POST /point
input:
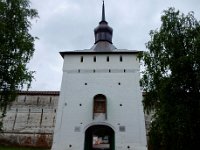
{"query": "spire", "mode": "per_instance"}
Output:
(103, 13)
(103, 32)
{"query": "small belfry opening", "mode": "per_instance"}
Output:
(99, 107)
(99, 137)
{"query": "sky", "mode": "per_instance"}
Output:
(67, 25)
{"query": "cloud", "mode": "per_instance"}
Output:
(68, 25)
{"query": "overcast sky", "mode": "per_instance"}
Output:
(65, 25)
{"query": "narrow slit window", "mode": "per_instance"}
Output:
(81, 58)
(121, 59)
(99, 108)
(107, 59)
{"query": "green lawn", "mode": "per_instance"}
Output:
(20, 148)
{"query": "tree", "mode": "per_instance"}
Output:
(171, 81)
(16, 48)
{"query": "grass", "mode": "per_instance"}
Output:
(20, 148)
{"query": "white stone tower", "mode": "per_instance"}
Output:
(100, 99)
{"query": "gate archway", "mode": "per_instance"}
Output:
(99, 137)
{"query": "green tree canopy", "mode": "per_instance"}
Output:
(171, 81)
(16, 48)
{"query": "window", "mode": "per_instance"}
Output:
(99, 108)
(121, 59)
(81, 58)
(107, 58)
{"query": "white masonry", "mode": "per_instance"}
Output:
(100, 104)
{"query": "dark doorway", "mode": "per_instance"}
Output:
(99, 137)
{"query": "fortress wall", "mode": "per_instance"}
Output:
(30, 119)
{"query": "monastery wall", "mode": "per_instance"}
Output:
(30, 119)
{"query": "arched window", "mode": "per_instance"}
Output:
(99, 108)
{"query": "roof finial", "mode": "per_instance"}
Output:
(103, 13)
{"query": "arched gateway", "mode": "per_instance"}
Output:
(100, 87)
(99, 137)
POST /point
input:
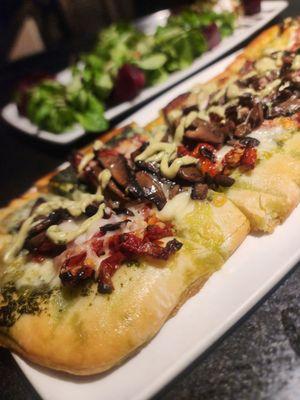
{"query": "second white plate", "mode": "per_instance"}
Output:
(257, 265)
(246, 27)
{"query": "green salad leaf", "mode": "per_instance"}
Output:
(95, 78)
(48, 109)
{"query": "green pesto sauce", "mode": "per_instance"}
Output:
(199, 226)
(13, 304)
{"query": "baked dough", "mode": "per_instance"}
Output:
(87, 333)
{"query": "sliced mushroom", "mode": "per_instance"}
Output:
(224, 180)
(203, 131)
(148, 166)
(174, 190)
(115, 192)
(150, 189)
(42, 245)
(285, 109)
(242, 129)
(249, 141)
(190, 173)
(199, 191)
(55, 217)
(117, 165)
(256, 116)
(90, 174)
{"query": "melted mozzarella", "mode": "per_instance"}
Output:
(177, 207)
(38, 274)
****************
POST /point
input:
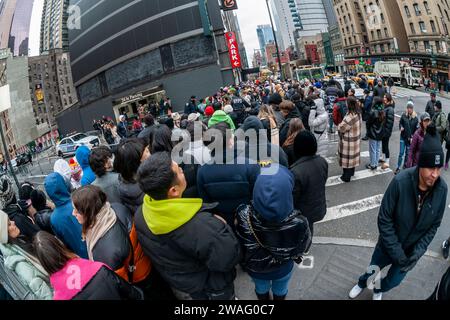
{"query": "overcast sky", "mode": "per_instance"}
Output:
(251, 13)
****************
* **INSTRUCTIONS TO FOLLOW**: In which lines of the material above does the string "wall" occur? Copy them all.

* **YOUR SOLUTION**:
{"query": "fortress wall", "mode": "per_instance"}
{"query": "monastery wall", "mode": "per_instance"}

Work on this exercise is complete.